━━━━━ ROWS
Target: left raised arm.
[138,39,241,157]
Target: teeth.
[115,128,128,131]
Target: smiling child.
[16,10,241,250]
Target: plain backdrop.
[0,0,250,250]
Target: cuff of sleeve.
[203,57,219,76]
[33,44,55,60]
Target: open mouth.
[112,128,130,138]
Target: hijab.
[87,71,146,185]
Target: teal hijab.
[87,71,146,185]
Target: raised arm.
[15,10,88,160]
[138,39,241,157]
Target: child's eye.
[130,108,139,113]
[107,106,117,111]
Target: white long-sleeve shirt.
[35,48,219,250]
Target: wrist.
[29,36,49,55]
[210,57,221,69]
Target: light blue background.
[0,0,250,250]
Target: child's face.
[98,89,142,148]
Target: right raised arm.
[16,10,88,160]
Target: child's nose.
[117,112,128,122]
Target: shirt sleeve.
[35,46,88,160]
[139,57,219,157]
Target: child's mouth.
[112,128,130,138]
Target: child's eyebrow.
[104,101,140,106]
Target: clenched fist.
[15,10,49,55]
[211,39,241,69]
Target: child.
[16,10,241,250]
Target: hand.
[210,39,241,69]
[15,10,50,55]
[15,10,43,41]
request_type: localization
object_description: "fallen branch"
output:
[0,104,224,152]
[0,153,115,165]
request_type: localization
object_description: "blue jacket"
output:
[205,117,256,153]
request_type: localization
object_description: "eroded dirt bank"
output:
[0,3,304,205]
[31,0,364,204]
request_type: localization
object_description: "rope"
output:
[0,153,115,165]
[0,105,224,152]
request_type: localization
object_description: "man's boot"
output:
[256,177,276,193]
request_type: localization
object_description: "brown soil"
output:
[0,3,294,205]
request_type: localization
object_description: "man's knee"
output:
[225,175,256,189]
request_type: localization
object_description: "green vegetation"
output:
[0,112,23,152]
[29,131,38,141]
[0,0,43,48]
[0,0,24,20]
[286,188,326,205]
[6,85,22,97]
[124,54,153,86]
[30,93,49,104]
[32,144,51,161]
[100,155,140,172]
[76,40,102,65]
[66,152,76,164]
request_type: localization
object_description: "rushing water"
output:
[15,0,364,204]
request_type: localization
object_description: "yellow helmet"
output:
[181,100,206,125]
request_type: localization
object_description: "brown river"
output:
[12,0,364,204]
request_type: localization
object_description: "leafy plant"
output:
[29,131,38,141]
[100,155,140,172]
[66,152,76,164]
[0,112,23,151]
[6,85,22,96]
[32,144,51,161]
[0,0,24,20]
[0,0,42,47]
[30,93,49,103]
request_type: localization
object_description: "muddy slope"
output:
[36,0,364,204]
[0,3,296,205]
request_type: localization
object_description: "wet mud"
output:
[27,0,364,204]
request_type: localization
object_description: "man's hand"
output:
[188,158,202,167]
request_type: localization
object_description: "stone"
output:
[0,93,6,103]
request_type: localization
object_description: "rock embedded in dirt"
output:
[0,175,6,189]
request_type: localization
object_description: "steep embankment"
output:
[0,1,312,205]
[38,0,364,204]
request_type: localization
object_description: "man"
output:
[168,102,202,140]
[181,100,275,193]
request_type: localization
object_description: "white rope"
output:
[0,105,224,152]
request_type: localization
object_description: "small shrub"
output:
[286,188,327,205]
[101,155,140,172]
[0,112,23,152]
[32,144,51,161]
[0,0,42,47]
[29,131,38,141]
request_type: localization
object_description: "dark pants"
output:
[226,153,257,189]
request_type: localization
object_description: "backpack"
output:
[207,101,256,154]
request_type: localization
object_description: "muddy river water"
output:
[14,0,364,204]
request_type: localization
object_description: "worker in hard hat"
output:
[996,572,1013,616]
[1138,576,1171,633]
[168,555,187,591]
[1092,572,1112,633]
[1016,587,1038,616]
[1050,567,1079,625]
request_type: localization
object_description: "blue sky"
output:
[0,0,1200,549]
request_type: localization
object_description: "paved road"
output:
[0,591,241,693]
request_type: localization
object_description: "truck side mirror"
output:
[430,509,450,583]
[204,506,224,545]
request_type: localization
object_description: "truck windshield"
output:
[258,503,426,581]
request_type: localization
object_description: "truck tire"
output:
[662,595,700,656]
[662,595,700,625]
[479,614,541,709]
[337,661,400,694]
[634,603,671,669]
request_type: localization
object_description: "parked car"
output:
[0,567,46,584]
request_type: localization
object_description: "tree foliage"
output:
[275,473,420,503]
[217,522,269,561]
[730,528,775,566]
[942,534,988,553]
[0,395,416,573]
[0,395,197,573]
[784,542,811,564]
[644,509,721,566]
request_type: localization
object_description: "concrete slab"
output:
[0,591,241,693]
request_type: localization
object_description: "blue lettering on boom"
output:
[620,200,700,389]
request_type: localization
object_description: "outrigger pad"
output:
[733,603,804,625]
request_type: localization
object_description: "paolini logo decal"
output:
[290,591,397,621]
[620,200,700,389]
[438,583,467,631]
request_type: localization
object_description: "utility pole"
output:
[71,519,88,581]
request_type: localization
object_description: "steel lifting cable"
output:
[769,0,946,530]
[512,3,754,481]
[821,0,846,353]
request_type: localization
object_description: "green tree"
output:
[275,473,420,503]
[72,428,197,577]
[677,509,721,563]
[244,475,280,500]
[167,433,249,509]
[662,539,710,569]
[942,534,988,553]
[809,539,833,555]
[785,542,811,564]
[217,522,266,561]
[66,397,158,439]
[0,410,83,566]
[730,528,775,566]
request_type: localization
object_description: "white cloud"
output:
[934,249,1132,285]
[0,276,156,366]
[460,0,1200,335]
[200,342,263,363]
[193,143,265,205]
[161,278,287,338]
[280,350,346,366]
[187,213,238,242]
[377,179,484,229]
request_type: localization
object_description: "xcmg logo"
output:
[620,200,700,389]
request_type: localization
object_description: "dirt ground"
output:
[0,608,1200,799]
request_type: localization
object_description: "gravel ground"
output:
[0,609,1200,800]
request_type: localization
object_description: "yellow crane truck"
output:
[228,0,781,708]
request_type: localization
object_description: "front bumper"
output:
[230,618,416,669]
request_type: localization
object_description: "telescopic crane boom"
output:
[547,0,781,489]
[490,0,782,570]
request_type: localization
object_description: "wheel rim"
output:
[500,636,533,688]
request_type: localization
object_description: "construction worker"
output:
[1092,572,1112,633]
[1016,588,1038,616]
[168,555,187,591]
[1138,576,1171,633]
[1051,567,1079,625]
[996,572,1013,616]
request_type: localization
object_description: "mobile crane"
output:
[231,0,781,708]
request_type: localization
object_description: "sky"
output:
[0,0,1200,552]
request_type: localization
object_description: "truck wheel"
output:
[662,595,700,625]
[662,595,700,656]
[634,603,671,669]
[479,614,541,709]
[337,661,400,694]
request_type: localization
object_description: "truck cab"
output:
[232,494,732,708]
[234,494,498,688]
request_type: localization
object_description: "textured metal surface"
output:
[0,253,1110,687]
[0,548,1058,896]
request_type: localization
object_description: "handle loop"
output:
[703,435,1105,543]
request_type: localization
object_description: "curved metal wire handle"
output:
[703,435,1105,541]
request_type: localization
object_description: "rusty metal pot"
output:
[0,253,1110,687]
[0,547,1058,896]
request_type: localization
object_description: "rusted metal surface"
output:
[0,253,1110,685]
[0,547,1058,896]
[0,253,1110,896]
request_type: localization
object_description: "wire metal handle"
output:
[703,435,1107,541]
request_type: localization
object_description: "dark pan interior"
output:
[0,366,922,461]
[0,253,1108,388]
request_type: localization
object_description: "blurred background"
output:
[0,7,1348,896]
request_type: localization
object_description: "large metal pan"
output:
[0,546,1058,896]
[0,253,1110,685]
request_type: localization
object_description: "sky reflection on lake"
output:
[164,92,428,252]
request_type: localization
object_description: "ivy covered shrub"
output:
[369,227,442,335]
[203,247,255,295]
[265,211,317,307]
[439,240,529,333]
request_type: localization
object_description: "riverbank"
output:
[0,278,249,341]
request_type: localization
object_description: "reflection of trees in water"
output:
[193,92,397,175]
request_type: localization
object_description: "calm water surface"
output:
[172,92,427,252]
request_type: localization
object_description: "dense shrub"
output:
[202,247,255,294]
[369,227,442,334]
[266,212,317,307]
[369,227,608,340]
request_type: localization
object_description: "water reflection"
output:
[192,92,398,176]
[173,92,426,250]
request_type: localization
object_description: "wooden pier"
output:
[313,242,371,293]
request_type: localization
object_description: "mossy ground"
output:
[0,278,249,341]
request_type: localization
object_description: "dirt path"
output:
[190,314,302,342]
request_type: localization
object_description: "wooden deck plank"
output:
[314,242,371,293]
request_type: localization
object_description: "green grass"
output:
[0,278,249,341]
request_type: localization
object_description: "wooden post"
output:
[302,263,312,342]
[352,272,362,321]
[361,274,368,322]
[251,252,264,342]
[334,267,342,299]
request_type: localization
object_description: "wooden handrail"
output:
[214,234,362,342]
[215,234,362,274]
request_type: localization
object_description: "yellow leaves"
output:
━━━━━━━━━━
- **WHAT NEEDS TO BE DONE**
Show every line of the entries that contains the word "white".

- **RESPONSE BELOW**
Target: white long-sleeve shirt.
object_description: "white rope"
object_description: "white cloud"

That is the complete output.